> TAREFA A: Copie sem alterações as linhas, desde a linha que contém "Task: put a single marker on each instance of the wall" até a linha que contém "[(215, 95), (71, 99)]", incluindo ambas.

===== TRECHO =====

As mulheres se deixaram enganar por essa enfática arenga e se retiraram. Sem dúvida que o radical Chaumette expressou claramente o pensamento de muitos homens, atuais, que afora isto, o maldirão. Não é exato o que Chaumette afirma das fadigas agrícolas do homem, porque desde os tempos mais remotos até nossos dias a mulher trabalhou no campo com o suor de seu rosto e, quanto às fadigas da caça, das competições e da política, as duas primeiras são exclusivamente um prazer e a política não oferece perigos senão para os que querem lutar contra a corrente, e é um caminho para a ambição e um meio de afirmar a inteligência. No discurso do demagogo pulsava o egoísmo masculino; mas foi pronunciado em 1793, e isto desculpa o orador.
Hoje as coisas são diferentes. Desde aquela época variaram muito as circunstâncias, modificando a situação da mulher. Casada ou solteira, ela está mais interessada do que antes nas condições sociais e políticas existentes, e não lhe pode ser indiferente que o Estado retenha todos os anos, com os exércitos permanentes, centenas e milhares de homens sãos e vigorosos, que a política seja belicosa ou pacífica e que os impostos cresçam e os meios de exação se sofistiquem. A mulher tampouco pode ver com atonia o encarecimento dos víveres e dos artigos de primeira necessidade em decorrência dos impostos indiretos que agravam as famílias, principalmente as mais numerosas, numa época em que os meios de sobrevivência já estão reduzidos ao mínimo. Por último, a mulher está sumamente interessada no sistema de educação, pois não lhe pode ser indiferente a maneira como suas filhas serão educadas.

===== DADOS REGISTRADOS =====

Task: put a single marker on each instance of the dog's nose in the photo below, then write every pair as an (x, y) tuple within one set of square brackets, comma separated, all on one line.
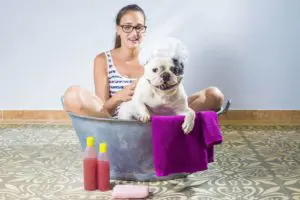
[(166, 76)]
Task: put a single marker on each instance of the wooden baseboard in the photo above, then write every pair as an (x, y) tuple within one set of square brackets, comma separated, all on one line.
[(231, 117)]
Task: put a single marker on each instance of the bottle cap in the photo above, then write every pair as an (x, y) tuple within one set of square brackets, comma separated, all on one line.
[(102, 148), (90, 141)]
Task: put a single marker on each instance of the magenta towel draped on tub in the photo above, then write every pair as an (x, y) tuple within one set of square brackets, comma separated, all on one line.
[(174, 152)]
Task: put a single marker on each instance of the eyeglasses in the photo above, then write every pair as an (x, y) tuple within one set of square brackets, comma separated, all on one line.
[(129, 28)]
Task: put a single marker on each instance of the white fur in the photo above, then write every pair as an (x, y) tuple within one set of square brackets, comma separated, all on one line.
[(148, 99)]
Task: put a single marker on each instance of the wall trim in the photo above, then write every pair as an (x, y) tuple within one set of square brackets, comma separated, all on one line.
[(239, 116)]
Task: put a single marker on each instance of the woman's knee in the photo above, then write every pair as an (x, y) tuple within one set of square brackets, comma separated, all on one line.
[(215, 95), (71, 99)]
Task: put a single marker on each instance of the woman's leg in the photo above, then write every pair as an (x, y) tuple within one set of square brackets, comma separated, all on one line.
[(83, 102), (208, 99)]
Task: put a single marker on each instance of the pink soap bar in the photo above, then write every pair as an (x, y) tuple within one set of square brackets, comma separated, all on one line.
[(130, 191)]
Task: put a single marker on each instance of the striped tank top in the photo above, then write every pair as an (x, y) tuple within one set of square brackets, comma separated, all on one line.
[(116, 82)]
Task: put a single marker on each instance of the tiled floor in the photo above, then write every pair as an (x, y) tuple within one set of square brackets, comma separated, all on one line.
[(254, 162)]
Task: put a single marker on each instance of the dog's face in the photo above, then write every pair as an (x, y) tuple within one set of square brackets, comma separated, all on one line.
[(164, 73)]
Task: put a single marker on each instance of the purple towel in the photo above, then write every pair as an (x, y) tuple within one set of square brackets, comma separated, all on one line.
[(175, 152)]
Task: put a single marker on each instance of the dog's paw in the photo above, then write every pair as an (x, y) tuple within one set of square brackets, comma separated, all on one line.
[(189, 122), (144, 117)]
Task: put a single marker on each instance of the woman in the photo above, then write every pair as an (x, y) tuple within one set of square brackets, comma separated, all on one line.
[(117, 71)]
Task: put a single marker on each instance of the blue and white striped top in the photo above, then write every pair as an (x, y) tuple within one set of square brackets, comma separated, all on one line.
[(117, 82)]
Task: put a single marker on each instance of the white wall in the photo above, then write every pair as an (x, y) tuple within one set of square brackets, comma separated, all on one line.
[(250, 49)]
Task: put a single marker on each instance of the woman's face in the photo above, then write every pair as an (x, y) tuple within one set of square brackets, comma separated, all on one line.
[(131, 29)]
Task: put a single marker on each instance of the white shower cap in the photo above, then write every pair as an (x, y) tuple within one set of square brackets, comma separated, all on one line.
[(167, 47)]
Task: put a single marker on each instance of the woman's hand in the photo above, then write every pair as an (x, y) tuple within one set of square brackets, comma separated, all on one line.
[(127, 93)]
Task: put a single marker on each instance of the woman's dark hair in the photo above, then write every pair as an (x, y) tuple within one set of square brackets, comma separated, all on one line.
[(121, 13)]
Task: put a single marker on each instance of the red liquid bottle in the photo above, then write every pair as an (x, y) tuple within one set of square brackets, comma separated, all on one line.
[(103, 169), (90, 165)]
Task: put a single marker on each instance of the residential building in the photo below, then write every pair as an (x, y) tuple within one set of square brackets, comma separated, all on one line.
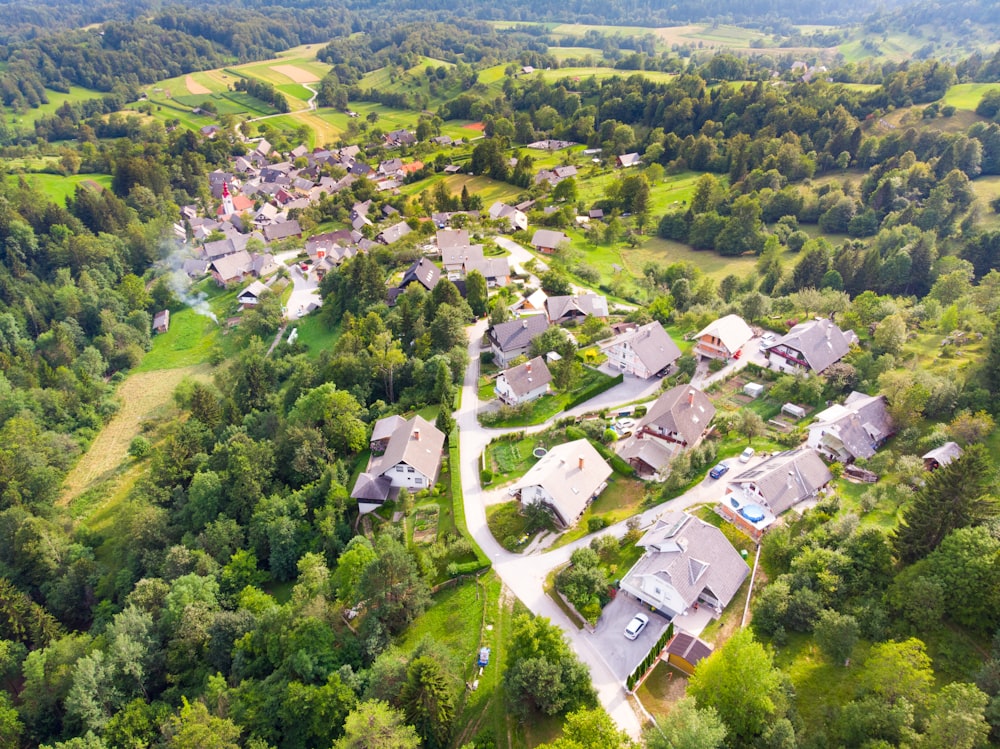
[(810, 347), (687, 563), (566, 480), (643, 352), (511, 339), (856, 429), (756, 497), (523, 383), (723, 338), (548, 241), (562, 309)]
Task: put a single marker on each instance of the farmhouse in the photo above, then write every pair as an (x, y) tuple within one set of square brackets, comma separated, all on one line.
[(643, 352), (755, 498), (687, 563), (562, 309), (566, 480), (810, 347), (548, 241), (511, 339), (523, 383), (723, 338), (853, 430)]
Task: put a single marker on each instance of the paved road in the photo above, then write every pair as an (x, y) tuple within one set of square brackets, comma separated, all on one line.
[(525, 574)]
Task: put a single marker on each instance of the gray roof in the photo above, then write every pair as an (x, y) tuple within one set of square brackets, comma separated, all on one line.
[(943, 455), (862, 424), (683, 409), (232, 266), (372, 488), (416, 443), (581, 305), (571, 473), (548, 238), (515, 334), (526, 377), (424, 272), (652, 344), (821, 343), (787, 478), (691, 556), (394, 233)]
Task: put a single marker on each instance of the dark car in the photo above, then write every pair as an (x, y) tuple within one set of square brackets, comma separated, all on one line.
[(717, 472)]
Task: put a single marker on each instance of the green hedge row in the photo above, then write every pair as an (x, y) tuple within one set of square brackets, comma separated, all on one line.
[(594, 390)]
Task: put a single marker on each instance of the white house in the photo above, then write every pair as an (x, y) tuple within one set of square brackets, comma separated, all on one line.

=====

> TAREFA B: Traduza para o inglês esta frase do trecho: "Desde aquela época variaram muito as circunstâncias, modificando a situação da mulher."

> RESPOSTA ESPERADA A:
Task: put a single marker on each instance of the wall trim in the photo above, then write every pair as an (x, y) tuple within one set of square brackets, comma separated, all on one line.
[(239, 116)]
Task: put a single marker on each instance of the woman's knee in the photo above, then write every pair as an (x, y) tuple within one set of square brackets, comma separated, all on one line.
[(215, 95), (71, 99)]

> RESPOSTA ESPERADA B: Since that time, circumstances have changed greatly, altering the situation of women.